== What to work on ==
Copy out all lines in the data below containing the string "trousers".
Source records: Begin
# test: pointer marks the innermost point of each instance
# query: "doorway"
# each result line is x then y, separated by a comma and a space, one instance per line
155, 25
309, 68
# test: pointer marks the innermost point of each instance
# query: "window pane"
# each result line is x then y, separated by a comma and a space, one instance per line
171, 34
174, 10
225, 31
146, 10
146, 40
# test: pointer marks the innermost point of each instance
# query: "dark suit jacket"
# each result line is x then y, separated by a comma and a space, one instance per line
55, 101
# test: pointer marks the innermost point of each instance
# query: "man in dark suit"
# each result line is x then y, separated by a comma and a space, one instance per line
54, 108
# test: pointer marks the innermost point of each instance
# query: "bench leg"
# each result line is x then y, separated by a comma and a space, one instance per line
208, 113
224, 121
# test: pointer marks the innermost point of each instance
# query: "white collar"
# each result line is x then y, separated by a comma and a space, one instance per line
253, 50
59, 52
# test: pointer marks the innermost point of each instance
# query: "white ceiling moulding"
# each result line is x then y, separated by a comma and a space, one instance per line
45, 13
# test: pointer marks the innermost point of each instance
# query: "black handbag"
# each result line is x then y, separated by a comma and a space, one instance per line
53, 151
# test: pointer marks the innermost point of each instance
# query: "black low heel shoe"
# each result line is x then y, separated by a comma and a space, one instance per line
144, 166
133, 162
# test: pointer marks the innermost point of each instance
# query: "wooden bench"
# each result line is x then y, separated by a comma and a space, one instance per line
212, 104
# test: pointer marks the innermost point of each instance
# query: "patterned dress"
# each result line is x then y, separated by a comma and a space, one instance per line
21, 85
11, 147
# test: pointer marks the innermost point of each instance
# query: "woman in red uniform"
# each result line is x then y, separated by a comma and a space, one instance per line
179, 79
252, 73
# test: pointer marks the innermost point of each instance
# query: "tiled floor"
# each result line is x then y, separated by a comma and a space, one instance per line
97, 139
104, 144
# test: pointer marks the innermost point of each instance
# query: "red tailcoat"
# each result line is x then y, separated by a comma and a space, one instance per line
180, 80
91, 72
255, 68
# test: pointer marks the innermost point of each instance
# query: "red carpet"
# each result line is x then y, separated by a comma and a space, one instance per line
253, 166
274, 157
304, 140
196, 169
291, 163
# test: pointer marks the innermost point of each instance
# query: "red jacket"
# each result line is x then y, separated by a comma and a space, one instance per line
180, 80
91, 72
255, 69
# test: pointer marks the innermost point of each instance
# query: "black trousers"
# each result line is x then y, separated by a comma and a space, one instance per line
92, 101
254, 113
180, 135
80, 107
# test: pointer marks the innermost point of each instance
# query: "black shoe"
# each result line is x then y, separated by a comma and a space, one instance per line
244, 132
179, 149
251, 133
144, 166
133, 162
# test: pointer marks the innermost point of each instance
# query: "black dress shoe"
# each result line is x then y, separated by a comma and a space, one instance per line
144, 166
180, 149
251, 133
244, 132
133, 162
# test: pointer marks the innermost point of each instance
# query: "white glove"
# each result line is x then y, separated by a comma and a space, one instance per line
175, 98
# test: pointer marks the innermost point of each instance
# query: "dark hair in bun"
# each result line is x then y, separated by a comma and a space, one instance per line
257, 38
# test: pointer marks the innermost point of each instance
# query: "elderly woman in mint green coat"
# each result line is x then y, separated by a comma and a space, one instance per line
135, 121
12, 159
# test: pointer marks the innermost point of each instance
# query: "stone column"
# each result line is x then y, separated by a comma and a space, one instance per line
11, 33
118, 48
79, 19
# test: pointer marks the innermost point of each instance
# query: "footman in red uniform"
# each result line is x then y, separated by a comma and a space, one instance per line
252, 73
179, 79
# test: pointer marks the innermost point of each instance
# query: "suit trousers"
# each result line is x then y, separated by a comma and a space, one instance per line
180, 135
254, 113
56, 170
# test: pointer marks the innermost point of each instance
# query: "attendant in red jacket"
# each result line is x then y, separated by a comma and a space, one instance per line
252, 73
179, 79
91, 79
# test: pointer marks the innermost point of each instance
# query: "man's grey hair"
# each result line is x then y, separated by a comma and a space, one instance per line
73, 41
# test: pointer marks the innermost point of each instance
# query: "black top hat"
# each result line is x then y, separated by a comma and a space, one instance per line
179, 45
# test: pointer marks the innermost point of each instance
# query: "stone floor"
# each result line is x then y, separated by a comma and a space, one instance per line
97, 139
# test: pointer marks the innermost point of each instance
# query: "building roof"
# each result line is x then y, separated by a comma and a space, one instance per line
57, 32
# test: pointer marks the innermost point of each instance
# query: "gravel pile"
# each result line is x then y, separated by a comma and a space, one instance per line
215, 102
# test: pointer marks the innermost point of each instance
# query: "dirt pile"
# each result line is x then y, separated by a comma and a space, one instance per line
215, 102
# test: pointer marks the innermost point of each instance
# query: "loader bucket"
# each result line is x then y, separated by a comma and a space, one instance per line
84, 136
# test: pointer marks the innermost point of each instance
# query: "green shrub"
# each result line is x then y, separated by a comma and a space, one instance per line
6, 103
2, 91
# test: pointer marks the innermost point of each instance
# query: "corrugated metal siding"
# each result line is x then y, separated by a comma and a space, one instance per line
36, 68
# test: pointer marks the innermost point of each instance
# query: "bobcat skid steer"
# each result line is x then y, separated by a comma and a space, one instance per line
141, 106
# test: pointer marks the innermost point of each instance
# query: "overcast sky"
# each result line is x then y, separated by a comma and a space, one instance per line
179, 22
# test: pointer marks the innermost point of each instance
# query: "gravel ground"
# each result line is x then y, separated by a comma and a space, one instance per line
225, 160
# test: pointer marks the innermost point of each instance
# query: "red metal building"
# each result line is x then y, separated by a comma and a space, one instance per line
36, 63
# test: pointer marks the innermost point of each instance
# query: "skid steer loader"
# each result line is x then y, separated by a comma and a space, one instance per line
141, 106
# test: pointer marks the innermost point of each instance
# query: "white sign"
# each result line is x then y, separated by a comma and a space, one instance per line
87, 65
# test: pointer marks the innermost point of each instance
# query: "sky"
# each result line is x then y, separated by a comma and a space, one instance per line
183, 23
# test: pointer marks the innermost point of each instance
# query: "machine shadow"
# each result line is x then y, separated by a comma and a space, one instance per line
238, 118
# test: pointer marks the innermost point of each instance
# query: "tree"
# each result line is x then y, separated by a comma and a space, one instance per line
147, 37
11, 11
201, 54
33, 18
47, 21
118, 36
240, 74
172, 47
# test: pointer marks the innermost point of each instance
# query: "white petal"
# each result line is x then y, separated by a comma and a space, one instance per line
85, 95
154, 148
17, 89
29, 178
Source records: End
== Exercise response ==
# query: "black trousers"
# query: "suit trousers"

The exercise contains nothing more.